*Request:* Find every line in the records below that contains the string "cloud", and copy each of those lines in full.

# Records for the task start

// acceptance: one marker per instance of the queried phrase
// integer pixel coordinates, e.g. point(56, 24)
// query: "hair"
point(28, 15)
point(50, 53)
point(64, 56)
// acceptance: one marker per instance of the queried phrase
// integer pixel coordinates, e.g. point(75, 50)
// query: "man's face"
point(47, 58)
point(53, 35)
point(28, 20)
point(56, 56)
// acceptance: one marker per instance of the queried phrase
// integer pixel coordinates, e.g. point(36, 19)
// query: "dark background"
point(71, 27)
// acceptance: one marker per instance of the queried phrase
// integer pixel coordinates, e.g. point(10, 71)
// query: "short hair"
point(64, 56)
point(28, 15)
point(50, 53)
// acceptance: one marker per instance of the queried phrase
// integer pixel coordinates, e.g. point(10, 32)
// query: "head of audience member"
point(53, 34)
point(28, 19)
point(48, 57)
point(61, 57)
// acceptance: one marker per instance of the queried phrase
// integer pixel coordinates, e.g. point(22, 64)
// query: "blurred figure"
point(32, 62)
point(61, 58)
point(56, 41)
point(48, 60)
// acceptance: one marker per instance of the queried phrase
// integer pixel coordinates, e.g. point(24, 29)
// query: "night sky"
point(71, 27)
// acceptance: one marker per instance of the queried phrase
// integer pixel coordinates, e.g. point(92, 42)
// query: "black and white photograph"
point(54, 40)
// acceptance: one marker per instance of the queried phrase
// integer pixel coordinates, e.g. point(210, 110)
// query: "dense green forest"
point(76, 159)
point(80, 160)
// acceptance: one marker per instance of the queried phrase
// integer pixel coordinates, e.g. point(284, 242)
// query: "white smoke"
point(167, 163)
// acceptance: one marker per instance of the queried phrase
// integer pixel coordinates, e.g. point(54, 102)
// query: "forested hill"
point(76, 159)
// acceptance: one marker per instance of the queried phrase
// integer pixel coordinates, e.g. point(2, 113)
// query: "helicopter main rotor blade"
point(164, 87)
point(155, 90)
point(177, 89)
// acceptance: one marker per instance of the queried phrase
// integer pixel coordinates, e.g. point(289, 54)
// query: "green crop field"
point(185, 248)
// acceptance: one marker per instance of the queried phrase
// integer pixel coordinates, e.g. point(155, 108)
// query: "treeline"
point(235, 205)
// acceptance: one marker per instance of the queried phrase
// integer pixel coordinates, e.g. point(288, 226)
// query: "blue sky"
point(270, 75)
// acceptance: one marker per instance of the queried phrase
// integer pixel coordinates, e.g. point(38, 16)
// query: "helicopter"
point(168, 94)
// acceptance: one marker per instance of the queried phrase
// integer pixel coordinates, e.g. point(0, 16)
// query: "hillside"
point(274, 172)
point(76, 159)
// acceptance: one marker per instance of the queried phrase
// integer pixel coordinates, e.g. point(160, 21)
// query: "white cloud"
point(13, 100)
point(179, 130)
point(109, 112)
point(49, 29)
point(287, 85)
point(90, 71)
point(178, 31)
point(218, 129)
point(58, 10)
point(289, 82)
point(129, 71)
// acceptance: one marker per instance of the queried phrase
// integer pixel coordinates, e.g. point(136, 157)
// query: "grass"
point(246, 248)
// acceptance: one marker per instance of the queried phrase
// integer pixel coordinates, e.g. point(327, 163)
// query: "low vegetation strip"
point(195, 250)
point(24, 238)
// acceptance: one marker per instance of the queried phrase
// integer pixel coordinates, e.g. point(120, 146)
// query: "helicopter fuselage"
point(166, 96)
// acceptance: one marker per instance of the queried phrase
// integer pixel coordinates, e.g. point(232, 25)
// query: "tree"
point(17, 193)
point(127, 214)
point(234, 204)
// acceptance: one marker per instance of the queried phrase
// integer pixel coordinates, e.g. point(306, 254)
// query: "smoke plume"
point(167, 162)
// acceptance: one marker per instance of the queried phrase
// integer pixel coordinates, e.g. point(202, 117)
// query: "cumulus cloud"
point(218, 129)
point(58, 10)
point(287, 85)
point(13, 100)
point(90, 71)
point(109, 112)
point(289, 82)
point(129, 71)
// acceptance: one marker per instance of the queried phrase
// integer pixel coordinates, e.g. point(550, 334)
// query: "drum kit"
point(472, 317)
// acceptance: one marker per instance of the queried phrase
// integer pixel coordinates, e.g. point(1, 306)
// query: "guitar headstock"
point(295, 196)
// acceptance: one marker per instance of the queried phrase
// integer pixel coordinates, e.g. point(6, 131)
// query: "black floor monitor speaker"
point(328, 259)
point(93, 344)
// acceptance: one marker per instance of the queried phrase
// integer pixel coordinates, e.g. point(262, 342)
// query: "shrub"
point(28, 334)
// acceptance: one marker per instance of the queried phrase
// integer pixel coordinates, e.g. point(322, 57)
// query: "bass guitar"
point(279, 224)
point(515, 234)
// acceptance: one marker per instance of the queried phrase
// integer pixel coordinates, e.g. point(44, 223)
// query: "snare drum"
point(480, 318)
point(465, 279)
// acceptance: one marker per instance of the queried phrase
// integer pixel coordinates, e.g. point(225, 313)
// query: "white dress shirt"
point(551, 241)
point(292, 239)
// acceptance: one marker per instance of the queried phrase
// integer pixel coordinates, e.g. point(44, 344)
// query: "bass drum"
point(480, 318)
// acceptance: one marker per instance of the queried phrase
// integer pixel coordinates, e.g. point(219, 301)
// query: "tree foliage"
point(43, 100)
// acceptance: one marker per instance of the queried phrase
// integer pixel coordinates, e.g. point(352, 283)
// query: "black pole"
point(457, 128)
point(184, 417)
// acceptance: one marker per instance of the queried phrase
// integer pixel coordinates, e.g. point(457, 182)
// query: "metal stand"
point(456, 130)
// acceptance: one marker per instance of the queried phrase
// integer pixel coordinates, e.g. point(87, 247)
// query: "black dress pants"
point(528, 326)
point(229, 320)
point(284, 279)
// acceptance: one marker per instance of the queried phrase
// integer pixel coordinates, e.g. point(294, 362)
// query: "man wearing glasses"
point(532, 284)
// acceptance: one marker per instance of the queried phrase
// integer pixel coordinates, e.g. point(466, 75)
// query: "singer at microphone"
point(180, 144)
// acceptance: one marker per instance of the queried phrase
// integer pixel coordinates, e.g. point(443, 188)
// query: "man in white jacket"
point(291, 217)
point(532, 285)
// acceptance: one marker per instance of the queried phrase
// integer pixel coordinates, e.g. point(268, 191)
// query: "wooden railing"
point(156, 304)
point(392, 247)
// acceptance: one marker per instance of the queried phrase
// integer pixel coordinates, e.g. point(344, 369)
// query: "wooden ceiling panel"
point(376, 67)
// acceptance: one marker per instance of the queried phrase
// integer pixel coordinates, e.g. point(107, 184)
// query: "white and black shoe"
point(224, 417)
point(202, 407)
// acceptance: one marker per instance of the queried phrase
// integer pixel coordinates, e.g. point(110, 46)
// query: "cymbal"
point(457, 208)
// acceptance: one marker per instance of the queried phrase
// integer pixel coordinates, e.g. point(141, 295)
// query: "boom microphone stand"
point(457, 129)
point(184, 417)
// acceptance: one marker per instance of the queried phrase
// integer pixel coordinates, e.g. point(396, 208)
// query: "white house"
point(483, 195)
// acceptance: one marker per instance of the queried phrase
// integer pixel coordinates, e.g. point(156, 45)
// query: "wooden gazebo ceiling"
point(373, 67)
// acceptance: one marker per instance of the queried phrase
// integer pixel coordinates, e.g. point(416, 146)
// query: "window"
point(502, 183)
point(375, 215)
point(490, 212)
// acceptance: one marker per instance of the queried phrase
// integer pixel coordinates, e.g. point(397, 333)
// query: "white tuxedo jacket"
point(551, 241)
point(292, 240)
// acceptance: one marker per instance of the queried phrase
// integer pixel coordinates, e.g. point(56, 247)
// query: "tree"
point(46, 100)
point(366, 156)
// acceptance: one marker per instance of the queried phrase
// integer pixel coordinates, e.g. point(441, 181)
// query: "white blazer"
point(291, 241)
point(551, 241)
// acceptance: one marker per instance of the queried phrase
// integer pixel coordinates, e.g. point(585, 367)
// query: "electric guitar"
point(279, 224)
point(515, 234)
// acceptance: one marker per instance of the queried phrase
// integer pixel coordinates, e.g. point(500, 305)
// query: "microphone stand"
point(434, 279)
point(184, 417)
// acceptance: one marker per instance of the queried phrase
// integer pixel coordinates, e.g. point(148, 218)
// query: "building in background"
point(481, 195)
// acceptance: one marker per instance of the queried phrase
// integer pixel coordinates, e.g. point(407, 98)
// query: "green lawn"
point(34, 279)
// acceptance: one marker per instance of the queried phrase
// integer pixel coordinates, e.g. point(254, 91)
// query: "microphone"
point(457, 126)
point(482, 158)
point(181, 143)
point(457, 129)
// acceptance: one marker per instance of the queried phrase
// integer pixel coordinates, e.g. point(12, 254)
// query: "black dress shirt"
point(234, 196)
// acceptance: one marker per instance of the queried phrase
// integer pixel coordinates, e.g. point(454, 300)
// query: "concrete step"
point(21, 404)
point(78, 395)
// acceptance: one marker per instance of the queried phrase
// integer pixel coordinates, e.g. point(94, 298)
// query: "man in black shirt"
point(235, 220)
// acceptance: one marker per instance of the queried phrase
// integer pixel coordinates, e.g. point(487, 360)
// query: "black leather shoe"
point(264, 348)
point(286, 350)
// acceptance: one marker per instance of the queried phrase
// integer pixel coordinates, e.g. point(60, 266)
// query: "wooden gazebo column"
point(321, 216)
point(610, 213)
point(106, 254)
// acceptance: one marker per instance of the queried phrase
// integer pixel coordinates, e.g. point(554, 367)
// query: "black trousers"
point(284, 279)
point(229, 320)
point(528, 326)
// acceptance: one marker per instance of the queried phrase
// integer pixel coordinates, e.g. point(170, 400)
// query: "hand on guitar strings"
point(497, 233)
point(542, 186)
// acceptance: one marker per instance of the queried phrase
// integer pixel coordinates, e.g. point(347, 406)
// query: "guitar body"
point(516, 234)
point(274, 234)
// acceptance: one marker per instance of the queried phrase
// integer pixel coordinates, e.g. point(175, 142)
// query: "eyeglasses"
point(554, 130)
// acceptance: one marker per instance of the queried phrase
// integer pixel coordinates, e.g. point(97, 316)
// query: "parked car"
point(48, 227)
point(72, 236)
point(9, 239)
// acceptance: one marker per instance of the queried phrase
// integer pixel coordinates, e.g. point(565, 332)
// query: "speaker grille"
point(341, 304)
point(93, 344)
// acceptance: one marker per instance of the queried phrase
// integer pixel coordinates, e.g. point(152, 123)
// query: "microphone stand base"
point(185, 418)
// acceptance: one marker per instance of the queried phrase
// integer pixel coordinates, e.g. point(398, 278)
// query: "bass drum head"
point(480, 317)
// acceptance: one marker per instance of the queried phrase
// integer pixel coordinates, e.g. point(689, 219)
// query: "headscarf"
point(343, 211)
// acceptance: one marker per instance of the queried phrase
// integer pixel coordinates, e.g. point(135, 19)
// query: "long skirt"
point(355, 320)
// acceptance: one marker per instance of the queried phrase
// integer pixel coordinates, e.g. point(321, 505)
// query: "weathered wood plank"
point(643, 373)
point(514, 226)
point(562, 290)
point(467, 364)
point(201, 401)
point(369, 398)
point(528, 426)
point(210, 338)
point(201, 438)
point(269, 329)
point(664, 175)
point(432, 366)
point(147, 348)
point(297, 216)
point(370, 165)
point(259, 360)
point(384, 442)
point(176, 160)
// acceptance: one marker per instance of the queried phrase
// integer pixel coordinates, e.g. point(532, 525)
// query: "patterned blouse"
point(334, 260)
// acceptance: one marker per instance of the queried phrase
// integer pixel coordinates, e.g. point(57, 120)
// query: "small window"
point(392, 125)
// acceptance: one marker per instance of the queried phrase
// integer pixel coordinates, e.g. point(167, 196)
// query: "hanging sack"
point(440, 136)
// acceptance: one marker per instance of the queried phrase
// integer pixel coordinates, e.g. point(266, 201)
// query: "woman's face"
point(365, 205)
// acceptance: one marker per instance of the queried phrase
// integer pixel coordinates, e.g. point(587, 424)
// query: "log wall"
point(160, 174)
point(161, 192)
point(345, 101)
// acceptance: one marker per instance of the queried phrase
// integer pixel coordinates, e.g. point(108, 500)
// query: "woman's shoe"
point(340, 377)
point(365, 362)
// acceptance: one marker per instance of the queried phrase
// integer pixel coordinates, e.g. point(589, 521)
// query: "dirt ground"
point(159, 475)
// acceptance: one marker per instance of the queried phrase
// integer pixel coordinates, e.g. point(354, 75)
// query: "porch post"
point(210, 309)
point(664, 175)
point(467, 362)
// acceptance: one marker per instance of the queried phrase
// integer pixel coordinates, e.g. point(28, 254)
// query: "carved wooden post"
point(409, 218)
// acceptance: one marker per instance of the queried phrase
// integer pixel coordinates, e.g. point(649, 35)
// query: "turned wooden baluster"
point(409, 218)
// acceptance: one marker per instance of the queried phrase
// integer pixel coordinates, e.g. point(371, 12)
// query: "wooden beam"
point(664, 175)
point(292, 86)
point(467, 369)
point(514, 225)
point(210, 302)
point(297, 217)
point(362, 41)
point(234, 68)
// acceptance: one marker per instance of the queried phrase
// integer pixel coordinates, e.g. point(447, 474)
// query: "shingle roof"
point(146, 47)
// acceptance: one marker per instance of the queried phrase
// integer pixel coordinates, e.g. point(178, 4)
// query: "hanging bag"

# Records for the task end

*Written answer:*
// query: "white cloud"
// query: "cumulus cloud"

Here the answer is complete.